> **Task objective**
Count how many lines in the rows below contain the word "small", and reply with that number alone.
━━━━━━━━━━━━━━━━━━━━
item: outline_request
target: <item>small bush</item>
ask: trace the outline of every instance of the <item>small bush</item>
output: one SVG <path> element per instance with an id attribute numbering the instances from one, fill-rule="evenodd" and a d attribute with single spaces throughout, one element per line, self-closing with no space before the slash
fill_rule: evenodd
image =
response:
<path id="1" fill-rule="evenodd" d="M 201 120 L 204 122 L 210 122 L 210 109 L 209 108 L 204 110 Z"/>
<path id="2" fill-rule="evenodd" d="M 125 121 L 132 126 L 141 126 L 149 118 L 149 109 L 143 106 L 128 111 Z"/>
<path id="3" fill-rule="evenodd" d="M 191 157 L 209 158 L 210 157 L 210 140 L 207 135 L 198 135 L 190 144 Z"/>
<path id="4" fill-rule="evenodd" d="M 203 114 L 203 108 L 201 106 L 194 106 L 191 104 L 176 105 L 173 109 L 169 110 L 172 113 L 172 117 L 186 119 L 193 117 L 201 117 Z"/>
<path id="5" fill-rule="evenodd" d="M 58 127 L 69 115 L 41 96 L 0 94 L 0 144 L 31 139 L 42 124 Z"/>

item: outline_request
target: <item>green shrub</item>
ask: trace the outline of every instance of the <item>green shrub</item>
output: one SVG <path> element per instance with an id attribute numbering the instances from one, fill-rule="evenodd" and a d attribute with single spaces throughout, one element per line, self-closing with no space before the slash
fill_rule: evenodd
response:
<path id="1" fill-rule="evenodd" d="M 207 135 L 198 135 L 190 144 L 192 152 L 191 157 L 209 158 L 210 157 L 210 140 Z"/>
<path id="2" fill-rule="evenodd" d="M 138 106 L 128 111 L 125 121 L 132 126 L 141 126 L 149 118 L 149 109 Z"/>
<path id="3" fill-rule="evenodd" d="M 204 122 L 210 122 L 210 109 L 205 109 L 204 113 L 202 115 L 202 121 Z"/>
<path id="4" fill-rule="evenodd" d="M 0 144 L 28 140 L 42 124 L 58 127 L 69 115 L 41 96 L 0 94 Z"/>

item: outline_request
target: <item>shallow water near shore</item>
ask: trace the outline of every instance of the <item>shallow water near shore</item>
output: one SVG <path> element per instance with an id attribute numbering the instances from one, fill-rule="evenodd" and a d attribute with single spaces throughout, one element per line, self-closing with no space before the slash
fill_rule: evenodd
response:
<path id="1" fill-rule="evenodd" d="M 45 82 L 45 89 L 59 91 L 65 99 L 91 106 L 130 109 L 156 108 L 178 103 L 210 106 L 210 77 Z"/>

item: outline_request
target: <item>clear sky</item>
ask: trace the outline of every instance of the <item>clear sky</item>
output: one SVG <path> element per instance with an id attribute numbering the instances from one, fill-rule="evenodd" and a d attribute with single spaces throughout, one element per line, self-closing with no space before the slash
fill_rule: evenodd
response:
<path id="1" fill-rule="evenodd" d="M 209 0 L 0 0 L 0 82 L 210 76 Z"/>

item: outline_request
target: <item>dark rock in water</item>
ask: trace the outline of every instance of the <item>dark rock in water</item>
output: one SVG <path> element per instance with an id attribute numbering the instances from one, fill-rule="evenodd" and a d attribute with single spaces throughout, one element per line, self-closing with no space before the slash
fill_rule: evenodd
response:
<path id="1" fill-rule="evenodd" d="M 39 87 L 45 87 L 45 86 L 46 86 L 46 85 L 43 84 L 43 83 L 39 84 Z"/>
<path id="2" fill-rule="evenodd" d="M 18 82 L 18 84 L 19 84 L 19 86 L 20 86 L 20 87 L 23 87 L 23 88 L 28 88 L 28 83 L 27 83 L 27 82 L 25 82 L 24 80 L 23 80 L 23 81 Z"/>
━━━━━━━━━━━━━━━━━━━━
> **Solution to this task**
2